» Exercise prompt:
Resume the article below on the benefits of giving, starting right after its final sentence.

» Extract to read:
------------------------

Giving is not only beneficial to the receiver, but the giver, too! “The Benefits of Giving” highlights the emotional and mental benefits of giving. From sending thoughtful gifts to your family to spreading random acts of kindness to strangers, we explore the many emotional perks of being generous and the positive effects it has on your well-being.
The gift of giving is a wonderful feeling. It’s a special moment to see the smile on your loved one’s face while they’re opening each gift you have picked out for them.
Though we may not spend much time thinking of the benefits of gifting, there are a surprising number of ways in which this act of kindness can positively influence your life. Not only does it strengthen the bond between giver and receiver, but studies have shown that giving has added health benefits. It can help boost your physical health and mental well-being as well as make you feel generous in other aspects of your life.
Want to learn more about these benefits? Below are some simple yet overlooked outcomes that all stem from the generous act of gifting to others.
Giving strengthens your relationships
One of the greatest benefits of gift giving is strengthening the relationship with the person receiving the gift. There is an enormous sense of satisfaction when seeing the expression on the face of someone you’ve given a gift to. It shows that you have acknowledged the person and appreciate their presence in your life.

------------------------

[Point localization data]
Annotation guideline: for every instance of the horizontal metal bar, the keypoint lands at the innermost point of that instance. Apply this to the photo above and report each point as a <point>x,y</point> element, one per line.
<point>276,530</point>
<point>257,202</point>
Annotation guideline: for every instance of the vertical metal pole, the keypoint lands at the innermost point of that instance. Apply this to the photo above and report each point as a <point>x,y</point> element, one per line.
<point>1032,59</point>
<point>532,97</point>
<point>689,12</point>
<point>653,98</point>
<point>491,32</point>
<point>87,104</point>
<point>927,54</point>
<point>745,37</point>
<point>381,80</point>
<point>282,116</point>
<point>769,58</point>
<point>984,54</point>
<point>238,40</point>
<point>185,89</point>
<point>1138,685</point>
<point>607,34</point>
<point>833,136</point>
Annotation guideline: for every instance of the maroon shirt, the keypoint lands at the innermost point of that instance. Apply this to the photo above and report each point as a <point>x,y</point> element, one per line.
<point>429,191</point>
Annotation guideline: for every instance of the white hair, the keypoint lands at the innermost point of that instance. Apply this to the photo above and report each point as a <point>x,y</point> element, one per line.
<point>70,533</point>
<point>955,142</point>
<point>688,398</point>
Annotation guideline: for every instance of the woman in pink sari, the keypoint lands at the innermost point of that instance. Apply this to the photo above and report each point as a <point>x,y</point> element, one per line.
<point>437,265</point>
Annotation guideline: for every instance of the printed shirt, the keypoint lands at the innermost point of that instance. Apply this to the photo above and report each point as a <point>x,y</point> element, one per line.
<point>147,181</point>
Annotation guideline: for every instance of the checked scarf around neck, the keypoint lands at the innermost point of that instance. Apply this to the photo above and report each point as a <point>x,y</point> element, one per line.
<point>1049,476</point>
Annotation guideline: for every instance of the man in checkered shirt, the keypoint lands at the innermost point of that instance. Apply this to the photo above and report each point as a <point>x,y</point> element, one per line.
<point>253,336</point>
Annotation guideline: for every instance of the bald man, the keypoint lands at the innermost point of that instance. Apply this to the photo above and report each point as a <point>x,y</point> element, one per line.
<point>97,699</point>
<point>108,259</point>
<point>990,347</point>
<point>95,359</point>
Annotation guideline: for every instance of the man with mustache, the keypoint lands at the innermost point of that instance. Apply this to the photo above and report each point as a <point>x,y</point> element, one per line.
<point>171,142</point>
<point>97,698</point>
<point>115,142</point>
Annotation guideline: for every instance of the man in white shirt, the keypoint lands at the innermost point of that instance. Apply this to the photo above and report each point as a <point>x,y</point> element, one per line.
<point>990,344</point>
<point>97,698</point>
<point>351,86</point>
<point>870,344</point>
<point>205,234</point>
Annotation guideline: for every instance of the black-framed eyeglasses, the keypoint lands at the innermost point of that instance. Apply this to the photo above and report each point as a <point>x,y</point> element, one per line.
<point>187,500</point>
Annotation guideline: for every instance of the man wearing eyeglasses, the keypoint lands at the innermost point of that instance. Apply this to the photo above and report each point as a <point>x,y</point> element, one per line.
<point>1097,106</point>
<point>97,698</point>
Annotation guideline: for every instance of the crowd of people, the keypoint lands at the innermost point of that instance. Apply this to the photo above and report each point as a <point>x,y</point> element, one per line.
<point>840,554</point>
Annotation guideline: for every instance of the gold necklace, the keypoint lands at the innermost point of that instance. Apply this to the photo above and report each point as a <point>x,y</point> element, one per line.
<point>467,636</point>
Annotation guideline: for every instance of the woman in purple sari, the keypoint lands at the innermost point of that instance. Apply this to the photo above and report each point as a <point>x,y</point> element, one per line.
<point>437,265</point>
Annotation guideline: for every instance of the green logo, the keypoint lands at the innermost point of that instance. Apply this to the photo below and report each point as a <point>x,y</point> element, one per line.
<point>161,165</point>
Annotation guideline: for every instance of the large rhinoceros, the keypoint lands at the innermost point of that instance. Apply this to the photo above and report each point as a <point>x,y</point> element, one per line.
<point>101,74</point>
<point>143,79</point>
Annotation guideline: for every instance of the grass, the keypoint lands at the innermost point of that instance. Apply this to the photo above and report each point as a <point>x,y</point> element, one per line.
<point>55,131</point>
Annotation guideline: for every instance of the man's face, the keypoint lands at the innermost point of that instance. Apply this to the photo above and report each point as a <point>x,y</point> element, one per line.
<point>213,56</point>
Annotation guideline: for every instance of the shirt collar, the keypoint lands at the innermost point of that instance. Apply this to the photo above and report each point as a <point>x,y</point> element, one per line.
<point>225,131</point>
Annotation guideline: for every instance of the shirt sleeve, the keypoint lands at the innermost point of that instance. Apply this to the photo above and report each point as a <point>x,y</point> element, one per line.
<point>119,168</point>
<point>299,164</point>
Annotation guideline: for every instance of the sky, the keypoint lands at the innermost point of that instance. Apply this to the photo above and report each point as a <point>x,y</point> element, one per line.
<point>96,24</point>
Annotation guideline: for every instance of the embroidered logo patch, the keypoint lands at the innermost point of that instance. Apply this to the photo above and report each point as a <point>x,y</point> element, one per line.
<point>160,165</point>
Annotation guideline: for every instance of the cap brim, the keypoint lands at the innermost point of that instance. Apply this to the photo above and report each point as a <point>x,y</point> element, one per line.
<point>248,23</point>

------------------------

» Output for this task:
“You come to know the person even better,” says Dr. Ellen Langer, a psychology professor at Harvard, in an interview with NPR. “If you spend time thinking about the gift, that thinking is good for you in ways that people might not be aware of. You are going to be thinking about what they might like, what you can afford, and making these decisions is empowering for the gift giver.”
“There is the whole act — determining what needs to be given and making sure it fits with the person,” says Devin A. Byrd, Ph.D., associate professor of Behavioral Sciences at South University. “There is an emotional lift when searching for the gift.”
Gift-giving is also a way for the giver to reduce guilt. Perhaps there is some distance between you and the gift receiver, which can be remedied through this act of kindness. “It can be a replacement for not being there with the person,” Devin says.
Being generous boosts your mental health
Just as it feels good to lift someone else’s spirits with a gift, you can receive that same feeling. When you give to others, you are improving your psychological health. “It makes you feel generous and in control,” Ellen says. “It lends a sense of power you can carry into other parts of your day.”
With this boost to esteem and self-worth comes a genuinely increased optimistic mood and outlook on life. Positive chemical reactions may lead to an ongoing pattern of improved mental health and well-being.
Giving also activates regions in the brain associated with pleasure. According to Scott Bea, PsyD at Cleveland Clinic, “there is evidence that during gift-giving behaviors, humans secrete feel good chemicals in our brains, such as serotonin, dopamine, and oxytocin.” Additionally, in a study conducted by the National Institutes of Health, they found that giving stimulates the reward center in the brain — releasing endorphins and creating what is known as the “helper’s high.”
Gift-giving may help you live longer
One of the many reasons why giving is so good for you is that it acts as a way to de-stress your everyday life. One study led by Michael J. Poulin, Ph.D, assistant psychology professor at the University at Buffalo, showed that gift-giving is tied with having a longer life.
Dr. Darlene Silvernail, South University psychology professor
If you do something positive, positive psychology says you attract positive.”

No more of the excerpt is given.